Supplied information
※
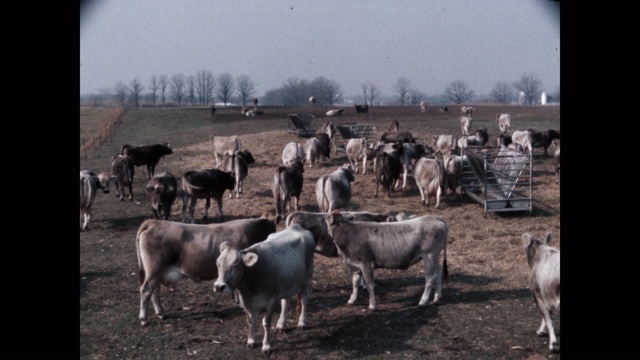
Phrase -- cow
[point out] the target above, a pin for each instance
(266, 273)
(238, 166)
(287, 184)
(316, 223)
(169, 251)
(318, 147)
(465, 124)
(444, 144)
(362, 109)
(204, 184)
(90, 182)
(292, 151)
(388, 170)
(467, 110)
(335, 112)
(365, 246)
(356, 150)
(161, 192)
(504, 122)
(146, 155)
(394, 126)
(333, 191)
(543, 139)
(224, 145)
(453, 171)
(544, 282)
(431, 179)
(556, 162)
(122, 172)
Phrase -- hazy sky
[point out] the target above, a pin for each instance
(431, 43)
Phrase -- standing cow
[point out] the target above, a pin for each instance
(148, 155)
(544, 282)
(90, 182)
(169, 251)
(204, 184)
(122, 171)
(365, 246)
(266, 273)
(161, 193)
(333, 191)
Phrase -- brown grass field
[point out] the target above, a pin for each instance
(487, 310)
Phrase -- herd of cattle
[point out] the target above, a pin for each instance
(262, 267)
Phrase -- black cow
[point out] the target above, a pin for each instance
(146, 155)
(161, 193)
(542, 139)
(204, 184)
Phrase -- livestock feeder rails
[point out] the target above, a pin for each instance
(497, 178)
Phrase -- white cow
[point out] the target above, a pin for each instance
(266, 273)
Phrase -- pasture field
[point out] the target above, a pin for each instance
(486, 311)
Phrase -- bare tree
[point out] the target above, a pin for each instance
(246, 88)
(164, 83)
(154, 85)
(458, 92)
(530, 85)
(135, 90)
(177, 88)
(225, 87)
(121, 92)
(205, 83)
(191, 89)
(502, 93)
(402, 88)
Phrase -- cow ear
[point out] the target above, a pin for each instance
(250, 259)
(526, 239)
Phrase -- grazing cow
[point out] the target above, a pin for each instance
(266, 273)
(319, 146)
(423, 106)
(465, 124)
(365, 246)
(388, 173)
(122, 172)
(467, 110)
(556, 161)
(504, 122)
(544, 282)
(224, 145)
(362, 109)
(204, 184)
(431, 179)
(444, 144)
(146, 155)
(161, 193)
(333, 191)
(292, 151)
(317, 224)
(543, 139)
(90, 182)
(394, 126)
(453, 171)
(238, 166)
(169, 251)
(356, 150)
(335, 112)
(287, 184)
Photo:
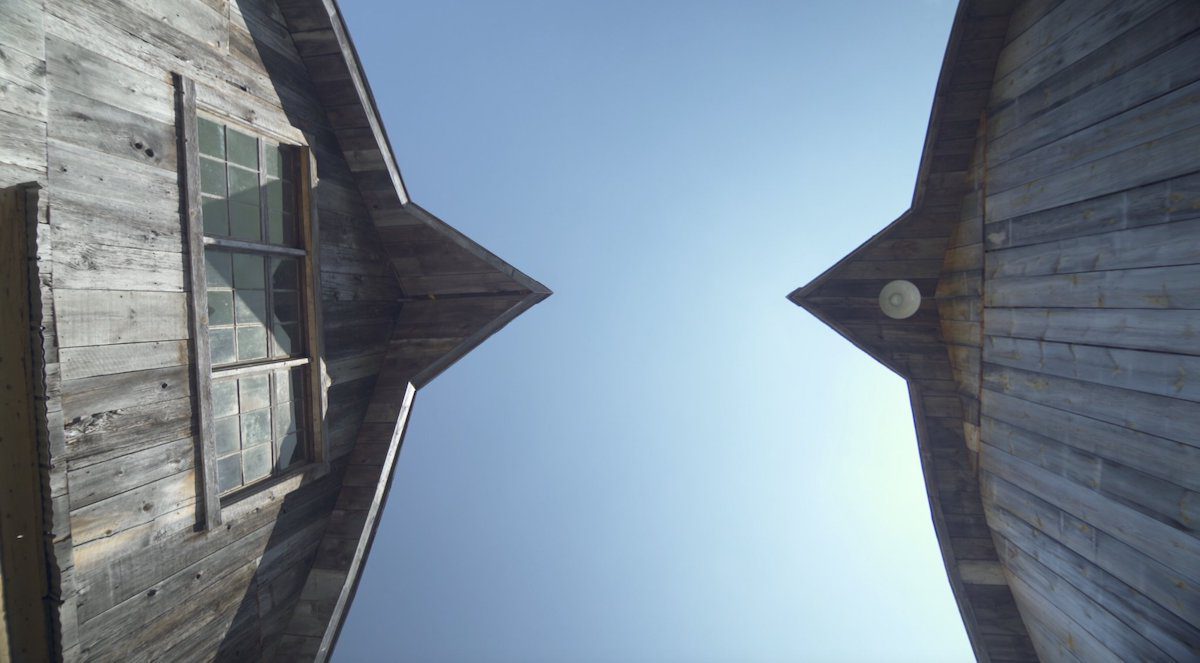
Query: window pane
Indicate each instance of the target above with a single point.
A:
(256, 463)
(288, 384)
(227, 435)
(279, 228)
(220, 308)
(286, 418)
(286, 306)
(283, 273)
(256, 428)
(274, 165)
(256, 392)
(251, 306)
(215, 215)
(221, 347)
(220, 268)
(289, 452)
(225, 398)
(275, 195)
(213, 177)
(211, 138)
(228, 473)
(245, 222)
(251, 342)
(287, 340)
(289, 197)
(247, 272)
(243, 149)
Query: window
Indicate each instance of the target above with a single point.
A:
(253, 314)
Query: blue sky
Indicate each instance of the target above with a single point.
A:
(666, 460)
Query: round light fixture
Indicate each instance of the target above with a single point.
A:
(899, 299)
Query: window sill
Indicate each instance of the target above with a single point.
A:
(258, 496)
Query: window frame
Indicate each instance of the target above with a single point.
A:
(315, 400)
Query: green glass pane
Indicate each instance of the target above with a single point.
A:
(286, 306)
(286, 417)
(251, 342)
(225, 398)
(247, 272)
(211, 137)
(251, 306)
(274, 195)
(244, 222)
(274, 165)
(283, 273)
(256, 392)
(289, 197)
(244, 186)
(256, 428)
(213, 177)
(220, 273)
(220, 308)
(216, 216)
(221, 347)
(287, 340)
(241, 149)
(228, 473)
(227, 435)
(289, 452)
(256, 463)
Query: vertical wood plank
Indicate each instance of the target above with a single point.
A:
(198, 316)
(22, 554)
(318, 400)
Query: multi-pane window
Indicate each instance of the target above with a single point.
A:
(255, 267)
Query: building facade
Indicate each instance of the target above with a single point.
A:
(219, 305)
(1054, 239)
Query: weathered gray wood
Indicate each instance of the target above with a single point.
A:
(1153, 372)
(1109, 94)
(109, 359)
(1168, 460)
(1152, 120)
(1164, 417)
(1015, 508)
(91, 395)
(1162, 542)
(1145, 163)
(1067, 41)
(1085, 610)
(1167, 502)
(208, 496)
(1164, 245)
(1155, 329)
(100, 481)
(23, 579)
(133, 507)
(1103, 75)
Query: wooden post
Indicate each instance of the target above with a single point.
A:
(208, 499)
(23, 574)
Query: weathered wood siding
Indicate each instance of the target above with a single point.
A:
(1090, 402)
(88, 108)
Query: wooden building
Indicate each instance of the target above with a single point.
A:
(219, 302)
(1054, 357)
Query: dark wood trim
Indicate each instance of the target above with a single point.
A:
(310, 230)
(354, 573)
(25, 632)
(208, 499)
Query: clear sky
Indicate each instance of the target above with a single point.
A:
(666, 460)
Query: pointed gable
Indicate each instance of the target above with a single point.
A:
(455, 294)
(935, 245)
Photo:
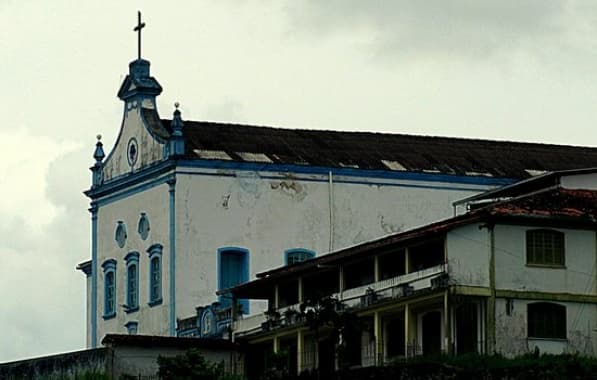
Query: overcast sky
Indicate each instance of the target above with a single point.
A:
(508, 70)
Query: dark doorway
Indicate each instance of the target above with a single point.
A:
(395, 337)
(432, 333)
(466, 328)
(327, 358)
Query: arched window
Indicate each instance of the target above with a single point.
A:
(132, 281)
(132, 327)
(143, 227)
(120, 234)
(155, 274)
(109, 267)
(546, 320)
(545, 247)
(233, 269)
(297, 255)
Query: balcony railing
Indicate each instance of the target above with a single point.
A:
(394, 287)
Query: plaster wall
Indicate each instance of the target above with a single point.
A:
(512, 273)
(468, 250)
(154, 203)
(268, 213)
(511, 329)
(88, 311)
(149, 149)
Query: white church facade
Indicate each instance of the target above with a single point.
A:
(180, 209)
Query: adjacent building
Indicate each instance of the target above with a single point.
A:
(180, 209)
(513, 275)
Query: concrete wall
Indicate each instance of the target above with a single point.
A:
(468, 255)
(72, 365)
(142, 361)
(512, 337)
(154, 203)
(149, 149)
(268, 213)
(512, 272)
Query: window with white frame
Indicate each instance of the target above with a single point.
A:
(155, 274)
(546, 320)
(545, 247)
(132, 281)
(109, 268)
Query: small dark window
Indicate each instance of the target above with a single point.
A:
(546, 320)
(545, 247)
(298, 255)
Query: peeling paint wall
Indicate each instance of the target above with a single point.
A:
(511, 330)
(512, 272)
(154, 203)
(468, 255)
(268, 213)
(149, 150)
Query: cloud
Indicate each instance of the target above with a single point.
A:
(44, 232)
(431, 29)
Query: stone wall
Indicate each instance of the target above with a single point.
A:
(78, 364)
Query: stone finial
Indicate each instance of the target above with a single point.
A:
(99, 150)
(176, 148)
(177, 123)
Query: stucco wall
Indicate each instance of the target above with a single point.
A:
(268, 213)
(468, 255)
(149, 149)
(512, 272)
(511, 330)
(142, 361)
(154, 203)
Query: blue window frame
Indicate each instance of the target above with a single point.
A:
(120, 234)
(233, 269)
(143, 227)
(132, 327)
(155, 274)
(297, 255)
(109, 268)
(132, 282)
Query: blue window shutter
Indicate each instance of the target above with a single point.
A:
(233, 269)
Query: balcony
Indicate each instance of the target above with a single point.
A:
(397, 287)
(391, 288)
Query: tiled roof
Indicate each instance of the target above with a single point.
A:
(383, 151)
(560, 207)
(579, 205)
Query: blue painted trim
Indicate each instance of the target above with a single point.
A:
(155, 302)
(126, 181)
(172, 261)
(288, 252)
(109, 267)
(132, 327)
(132, 259)
(245, 272)
(155, 251)
(349, 172)
(93, 210)
(135, 190)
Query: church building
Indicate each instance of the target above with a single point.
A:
(181, 209)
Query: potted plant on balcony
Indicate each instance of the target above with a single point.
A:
(272, 319)
(369, 298)
(291, 316)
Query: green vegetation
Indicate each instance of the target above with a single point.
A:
(192, 366)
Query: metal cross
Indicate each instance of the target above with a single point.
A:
(140, 25)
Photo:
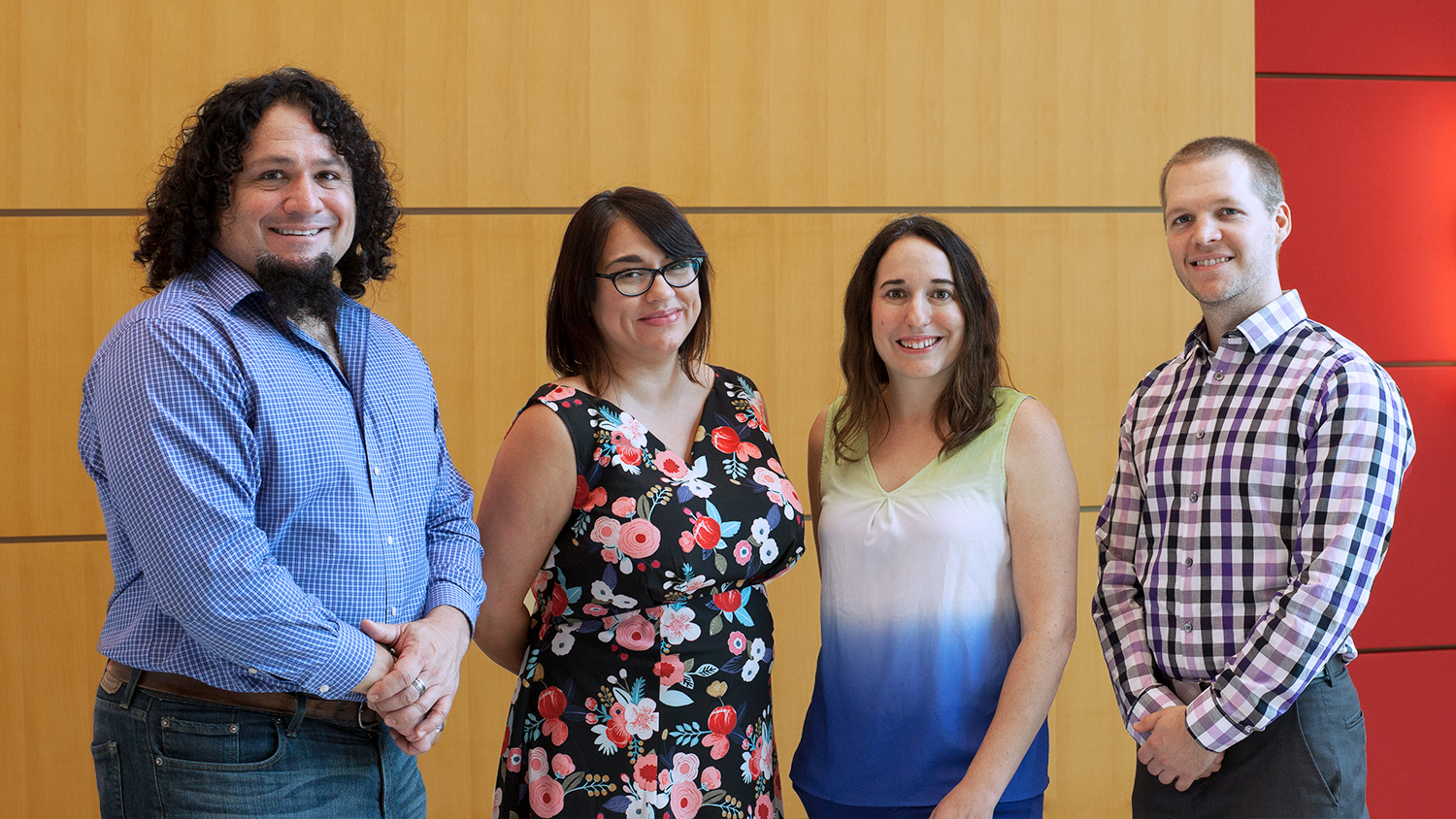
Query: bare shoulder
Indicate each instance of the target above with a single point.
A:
(1034, 428)
(1034, 446)
(539, 428)
(817, 429)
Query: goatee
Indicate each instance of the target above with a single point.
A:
(299, 290)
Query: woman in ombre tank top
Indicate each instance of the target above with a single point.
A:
(945, 518)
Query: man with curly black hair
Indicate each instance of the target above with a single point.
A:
(297, 571)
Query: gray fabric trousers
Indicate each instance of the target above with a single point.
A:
(1307, 763)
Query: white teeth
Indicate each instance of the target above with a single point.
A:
(919, 345)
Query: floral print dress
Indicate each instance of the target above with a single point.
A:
(645, 684)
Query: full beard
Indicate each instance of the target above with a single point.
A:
(299, 290)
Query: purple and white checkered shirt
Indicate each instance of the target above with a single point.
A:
(1249, 510)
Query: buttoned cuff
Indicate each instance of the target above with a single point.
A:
(445, 592)
(1150, 702)
(346, 668)
(1208, 725)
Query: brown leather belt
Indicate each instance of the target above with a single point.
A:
(341, 711)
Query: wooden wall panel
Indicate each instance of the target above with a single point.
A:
(58, 612)
(70, 279)
(1092, 755)
(827, 108)
(501, 104)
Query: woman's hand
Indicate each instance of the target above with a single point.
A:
(966, 801)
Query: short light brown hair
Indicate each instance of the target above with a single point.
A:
(1269, 183)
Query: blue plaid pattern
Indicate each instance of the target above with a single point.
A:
(1249, 512)
(258, 502)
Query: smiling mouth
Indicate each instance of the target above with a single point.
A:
(922, 344)
(663, 317)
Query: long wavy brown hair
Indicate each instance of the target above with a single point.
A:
(967, 407)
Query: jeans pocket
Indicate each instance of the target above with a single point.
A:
(108, 780)
(242, 742)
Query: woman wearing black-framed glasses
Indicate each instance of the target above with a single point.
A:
(640, 501)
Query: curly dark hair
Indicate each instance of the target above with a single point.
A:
(197, 174)
(967, 407)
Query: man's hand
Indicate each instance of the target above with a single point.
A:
(1171, 752)
(428, 650)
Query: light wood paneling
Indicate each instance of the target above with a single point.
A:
(70, 279)
(1092, 755)
(501, 104)
(1088, 308)
(833, 104)
(55, 614)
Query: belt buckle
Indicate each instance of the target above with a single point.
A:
(358, 717)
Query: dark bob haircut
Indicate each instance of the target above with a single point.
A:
(192, 192)
(967, 405)
(574, 345)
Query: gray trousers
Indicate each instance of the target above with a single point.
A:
(1307, 763)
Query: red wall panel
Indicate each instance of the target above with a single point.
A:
(1411, 603)
(1409, 725)
(1356, 37)
(1371, 178)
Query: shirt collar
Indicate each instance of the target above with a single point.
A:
(1264, 328)
(224, 279)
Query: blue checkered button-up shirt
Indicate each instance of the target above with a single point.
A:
(259, 502)
(1251, 507)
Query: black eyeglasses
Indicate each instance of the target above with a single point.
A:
(640, 279)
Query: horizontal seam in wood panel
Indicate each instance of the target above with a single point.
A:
(51, 539)
(1401, 649)
(705, 210)
(1298, 76)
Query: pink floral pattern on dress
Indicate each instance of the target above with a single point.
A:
(645, 684)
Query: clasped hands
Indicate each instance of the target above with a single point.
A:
(1171, 752)
(427, 650)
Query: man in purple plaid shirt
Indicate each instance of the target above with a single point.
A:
(1252, 502)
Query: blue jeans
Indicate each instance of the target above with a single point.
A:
(157, 754)
(824, 809)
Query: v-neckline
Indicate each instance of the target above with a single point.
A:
(702, 413)
(870, 463)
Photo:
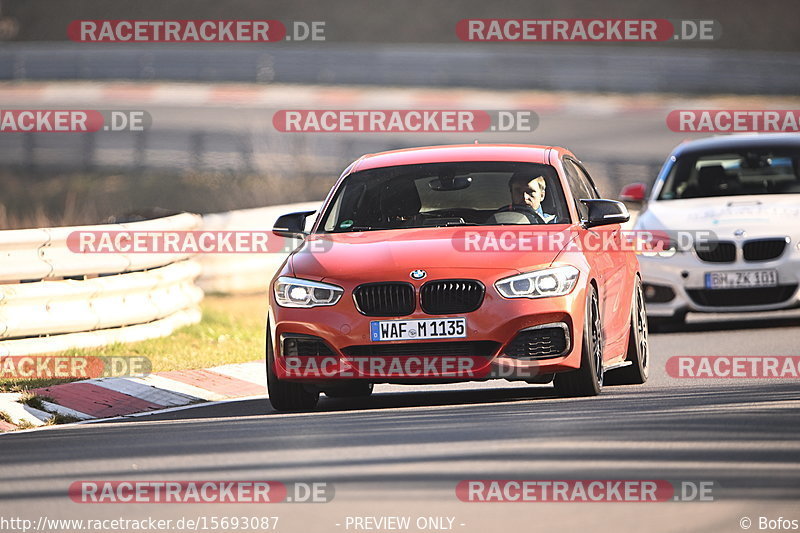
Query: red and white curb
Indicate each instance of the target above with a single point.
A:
(114, 397)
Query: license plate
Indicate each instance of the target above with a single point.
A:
(408, 330)
(741, 279)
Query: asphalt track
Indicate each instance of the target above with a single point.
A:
(402, 451)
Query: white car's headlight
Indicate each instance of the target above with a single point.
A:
(556, 281)
(295, 292)
(663, 249)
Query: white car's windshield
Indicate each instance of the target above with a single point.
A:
(744, 172)
(447, 194)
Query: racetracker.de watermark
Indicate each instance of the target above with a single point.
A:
(185, 242)
(73, 367)
(587, 30)
(583, 490)
(72, 120)
(194, 31)
(734, 120)
(404, 120)
(203, 492)
(734, 366)
(643, 242)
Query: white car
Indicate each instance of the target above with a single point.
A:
(731, 208)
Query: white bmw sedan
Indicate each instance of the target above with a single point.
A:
(730, 207)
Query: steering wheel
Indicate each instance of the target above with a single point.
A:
(523, 209)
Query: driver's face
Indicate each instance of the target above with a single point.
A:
(531, 194)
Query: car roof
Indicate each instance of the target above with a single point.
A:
(738, 142)
(454, 153)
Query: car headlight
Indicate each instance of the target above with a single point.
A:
(295, 292)
(662, 248)
(556, 281)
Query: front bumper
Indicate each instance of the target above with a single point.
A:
(497, 321)
(684, 274)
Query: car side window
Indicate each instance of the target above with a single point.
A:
(580, 185)
(587, 180)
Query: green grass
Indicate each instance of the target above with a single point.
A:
(232, 331)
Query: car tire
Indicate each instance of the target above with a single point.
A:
(357, 389)
(285, 395)
(669, 323)
(588, 379)
(638, 346)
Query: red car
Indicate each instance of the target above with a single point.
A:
(457, 263)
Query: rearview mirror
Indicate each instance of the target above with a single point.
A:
(450, 183)
(292, 225)
(634, 193)
(605, 212)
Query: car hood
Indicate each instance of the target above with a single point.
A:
(442, 252)
(757, 215)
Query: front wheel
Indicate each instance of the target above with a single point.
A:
(285, 395)
(638, 347)
(588, 379)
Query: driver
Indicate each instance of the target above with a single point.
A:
(528, 193)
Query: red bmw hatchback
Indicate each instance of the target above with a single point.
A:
(457, 263)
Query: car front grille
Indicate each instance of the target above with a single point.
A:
(425, 349)
(539, 343)
(716, 251)
(742, 297)
(446, 296)
(763, 249)
(385, 299)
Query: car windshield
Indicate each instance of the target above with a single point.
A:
(744, 172)
(447, 194)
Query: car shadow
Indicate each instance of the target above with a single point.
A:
(698, 322)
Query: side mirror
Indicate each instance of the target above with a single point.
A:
(605, 212)
(633, 193)
(292, 225)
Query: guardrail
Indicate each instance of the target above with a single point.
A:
(558, 67)
(52, 299)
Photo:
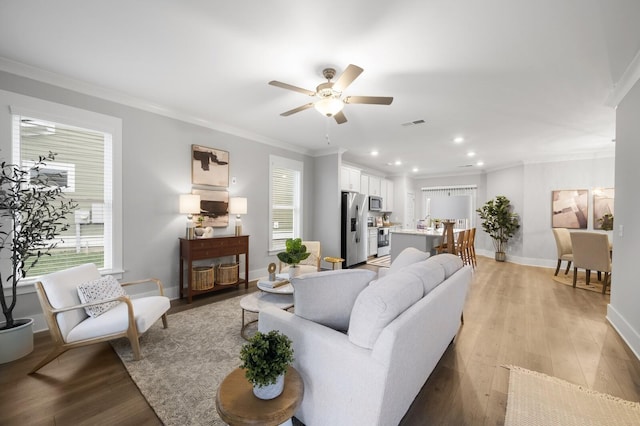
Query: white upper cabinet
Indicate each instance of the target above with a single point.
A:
(349, 179)
(374, 186)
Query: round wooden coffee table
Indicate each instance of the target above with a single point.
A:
(237, 405)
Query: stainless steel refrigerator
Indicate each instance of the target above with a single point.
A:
(353, 236)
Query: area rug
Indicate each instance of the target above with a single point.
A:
(183, 365)
(384, 261)
(537, 399)
(594, 284)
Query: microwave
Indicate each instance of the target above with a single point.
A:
(375, 204)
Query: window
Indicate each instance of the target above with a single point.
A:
(285, 211)
(85, 145)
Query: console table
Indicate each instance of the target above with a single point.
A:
※
Task prompt
Take every line above carrying "windshield" and return it.

Solved exercise
Query: white car's windshield
Query: car windshield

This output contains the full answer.